ASSIGNMENT: Your task is to copy every line of the entries that contains "green".
(TASK DATA begins)
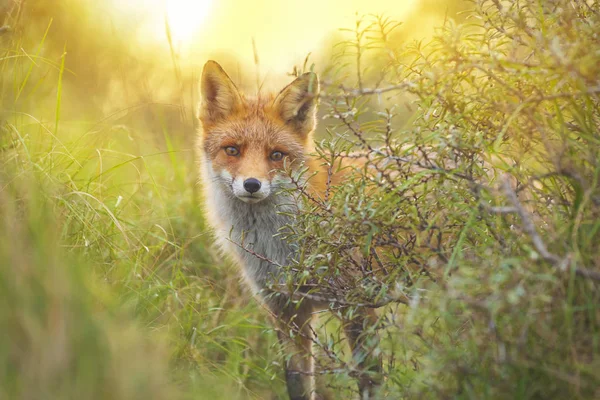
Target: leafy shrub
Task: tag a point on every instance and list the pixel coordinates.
(473, 217)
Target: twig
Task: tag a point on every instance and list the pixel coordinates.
(538, 243)
(341, 302)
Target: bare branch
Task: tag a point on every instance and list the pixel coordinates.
(536, 239)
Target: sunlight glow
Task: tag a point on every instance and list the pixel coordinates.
(185, 17)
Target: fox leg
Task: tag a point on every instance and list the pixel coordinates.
(370, 366)
(299, 366)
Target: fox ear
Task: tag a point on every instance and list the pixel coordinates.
(296, 104)
(219, 95)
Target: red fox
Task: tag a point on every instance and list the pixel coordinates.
(243, 145)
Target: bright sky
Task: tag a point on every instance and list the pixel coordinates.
(284, 30)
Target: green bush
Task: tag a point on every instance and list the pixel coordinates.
(473, 208)
(470, 218)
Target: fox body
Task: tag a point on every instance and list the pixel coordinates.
(243, 145)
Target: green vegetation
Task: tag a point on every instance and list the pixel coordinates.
(475, 224)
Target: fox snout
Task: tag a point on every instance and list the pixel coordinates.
(249, 189)
(252, 185)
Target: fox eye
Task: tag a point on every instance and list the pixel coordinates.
(231, 151)
(277, 156)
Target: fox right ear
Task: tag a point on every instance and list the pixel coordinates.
(219, 95)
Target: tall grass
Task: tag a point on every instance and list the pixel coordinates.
(110, 286)
(474, 218)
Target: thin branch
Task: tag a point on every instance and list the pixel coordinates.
(536, 239)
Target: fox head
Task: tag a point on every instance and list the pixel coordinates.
(245, 142)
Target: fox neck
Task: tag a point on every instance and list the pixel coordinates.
(249, 232)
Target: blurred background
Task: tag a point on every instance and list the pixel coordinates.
(110, 287)
(139, 56)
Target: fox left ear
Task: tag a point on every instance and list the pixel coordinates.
(296, 104)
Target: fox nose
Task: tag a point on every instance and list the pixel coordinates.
(252, 185)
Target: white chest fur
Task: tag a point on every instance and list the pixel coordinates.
(249, 233)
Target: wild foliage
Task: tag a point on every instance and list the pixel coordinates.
(469, 219)
(473, 224)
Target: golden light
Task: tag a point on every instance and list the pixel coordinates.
(185, 17)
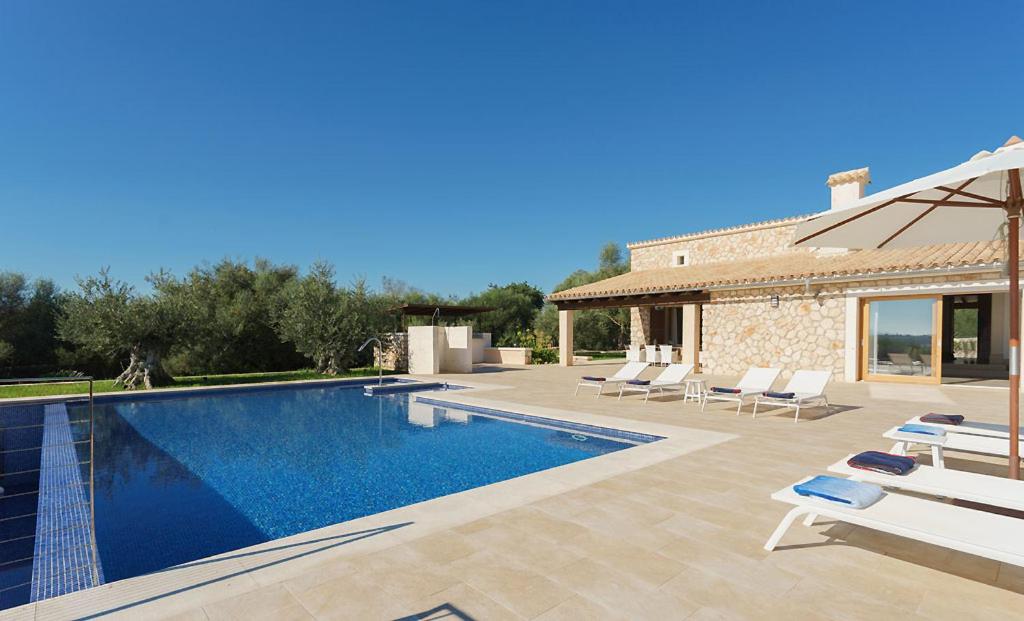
(TASK DATA ends)
ANSWER SPACE:
Target: green bush
Target: green vegetation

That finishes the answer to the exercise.